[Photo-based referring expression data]
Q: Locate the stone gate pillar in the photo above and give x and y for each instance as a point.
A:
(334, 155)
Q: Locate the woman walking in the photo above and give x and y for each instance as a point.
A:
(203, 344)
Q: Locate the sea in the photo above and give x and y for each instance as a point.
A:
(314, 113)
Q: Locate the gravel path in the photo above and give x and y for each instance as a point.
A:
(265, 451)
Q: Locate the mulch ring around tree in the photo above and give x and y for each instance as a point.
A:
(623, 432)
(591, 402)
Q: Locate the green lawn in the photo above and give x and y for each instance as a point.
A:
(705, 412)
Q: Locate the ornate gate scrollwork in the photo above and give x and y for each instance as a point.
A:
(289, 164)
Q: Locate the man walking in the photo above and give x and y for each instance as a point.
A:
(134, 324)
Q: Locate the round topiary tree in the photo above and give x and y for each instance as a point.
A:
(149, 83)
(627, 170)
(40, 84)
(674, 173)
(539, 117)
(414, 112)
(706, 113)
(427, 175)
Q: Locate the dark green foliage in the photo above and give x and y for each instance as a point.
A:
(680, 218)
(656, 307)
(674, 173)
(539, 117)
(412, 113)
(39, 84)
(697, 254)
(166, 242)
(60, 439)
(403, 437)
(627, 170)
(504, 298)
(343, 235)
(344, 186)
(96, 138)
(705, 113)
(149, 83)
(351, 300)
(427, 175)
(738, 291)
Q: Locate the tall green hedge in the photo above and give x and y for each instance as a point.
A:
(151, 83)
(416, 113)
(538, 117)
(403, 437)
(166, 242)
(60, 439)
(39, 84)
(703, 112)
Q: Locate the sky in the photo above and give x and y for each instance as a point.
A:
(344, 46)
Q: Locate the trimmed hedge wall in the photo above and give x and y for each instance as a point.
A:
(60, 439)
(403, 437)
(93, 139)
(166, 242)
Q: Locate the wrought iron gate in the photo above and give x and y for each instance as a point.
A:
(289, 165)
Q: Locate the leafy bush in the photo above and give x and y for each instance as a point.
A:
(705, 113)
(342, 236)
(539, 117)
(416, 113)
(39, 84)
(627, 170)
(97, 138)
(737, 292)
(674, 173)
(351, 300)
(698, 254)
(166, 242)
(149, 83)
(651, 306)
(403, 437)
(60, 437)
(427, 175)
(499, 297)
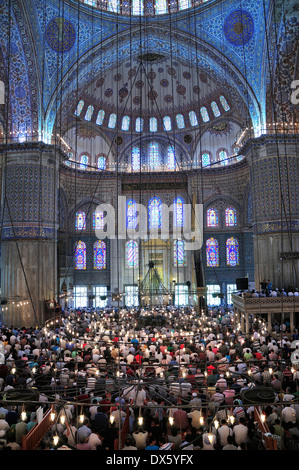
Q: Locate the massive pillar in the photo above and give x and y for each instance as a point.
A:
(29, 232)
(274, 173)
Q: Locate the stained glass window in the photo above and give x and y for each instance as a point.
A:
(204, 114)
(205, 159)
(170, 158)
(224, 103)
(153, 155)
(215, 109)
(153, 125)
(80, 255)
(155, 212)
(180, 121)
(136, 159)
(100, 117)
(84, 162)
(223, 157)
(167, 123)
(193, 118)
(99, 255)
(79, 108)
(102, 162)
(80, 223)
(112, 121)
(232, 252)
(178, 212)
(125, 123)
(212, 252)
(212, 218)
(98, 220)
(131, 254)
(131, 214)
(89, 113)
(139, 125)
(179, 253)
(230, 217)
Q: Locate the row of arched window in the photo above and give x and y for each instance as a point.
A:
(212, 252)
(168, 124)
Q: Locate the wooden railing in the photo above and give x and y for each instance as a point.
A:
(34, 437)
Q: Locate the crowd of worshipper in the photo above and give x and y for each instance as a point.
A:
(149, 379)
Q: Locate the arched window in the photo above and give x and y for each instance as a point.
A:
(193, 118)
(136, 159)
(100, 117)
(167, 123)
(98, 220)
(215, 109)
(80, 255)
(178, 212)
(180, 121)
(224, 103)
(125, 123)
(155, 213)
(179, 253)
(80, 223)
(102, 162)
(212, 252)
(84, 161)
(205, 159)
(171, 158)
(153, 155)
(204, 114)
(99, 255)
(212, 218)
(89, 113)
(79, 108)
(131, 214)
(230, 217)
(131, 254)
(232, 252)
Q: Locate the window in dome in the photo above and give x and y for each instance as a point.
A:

Problem requirements.
Where in the entries does the word "green" occur? Copy out each line that has it.

Response to this task.
Q: Locate the green lawn in the photo above and give x and y for each instance as a point.
Q: Locate the dark green foliage in the photo above and give x and y for each instance as a point.
Q: Locate the tall green hedge in the photo above and give x and y for each instance as a point.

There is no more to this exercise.